**ABOUT THIS TASK:** The entries should be given again so that each one matches the original exactly.

**MATERIALS PROVIDED:**
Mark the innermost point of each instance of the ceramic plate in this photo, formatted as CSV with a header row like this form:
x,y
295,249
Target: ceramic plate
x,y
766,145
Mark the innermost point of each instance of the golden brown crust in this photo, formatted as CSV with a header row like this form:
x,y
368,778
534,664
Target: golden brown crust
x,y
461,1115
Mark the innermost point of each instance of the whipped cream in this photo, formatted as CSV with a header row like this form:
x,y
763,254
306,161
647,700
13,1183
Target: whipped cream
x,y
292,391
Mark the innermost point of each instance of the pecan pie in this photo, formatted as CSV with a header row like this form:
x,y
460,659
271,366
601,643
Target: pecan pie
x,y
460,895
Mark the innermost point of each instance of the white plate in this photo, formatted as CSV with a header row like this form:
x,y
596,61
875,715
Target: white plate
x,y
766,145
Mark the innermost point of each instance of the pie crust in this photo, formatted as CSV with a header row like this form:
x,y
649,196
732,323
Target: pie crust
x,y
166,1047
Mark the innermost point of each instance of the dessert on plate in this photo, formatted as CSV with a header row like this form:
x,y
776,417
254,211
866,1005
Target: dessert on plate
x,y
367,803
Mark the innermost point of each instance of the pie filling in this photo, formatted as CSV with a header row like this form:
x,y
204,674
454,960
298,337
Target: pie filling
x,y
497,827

**REPLY:**
Mark the innermost point of each instance of the ceramic plate in this photo, formatted as CSV with a header row like this form:
x,y
295,249
Target: ceramic plate
x,y
766,145
Mark the innermost point of each instance of the golden brown crust in this photo, formatted as CSV with a header row like this form:
x,y
368,778
534,664
Target: golden brown crust
x,y
461,1115
Mark the innermost point of each instance of the whipped cream in this photo, formatted as CSV with a header row like this form:
x,y
763,254
306,161
647,700
13,1183
Target: whipped cream
x,y
292,391
Mark the innermost point of each instance of the pecan pie in this photo, formatted as CSV with a header row like this form:
x,y
460,659
271,366
601,643
Target: pecan pie
x,y
460,895
Mark the innermost point of each instance of the white plate in this photo, formatted as CSV with a header row like this form:
x,y
596,61
875,715
Target: white plate
x,y
766,145
Mark the innermost point of each instance of the pie crust in this photo, formatted as CSV with a header row like this form:
x,y
649,196
732,323
Target: pie crust
x,y
166,1047
Mark the innermost point of each instance of the dessert on plate in this photo, formatted as CSV with a header row like this form:
x,y
776,417
254,211
866,1005
Target: dessert on plate
x,y
367,803
Mark the innermost point of each instance of the pie filling in this photo, formatted as CSV with a header row like this form:
x,y
204,674
454,960
298,337
Target: pie filling
x,y
497,827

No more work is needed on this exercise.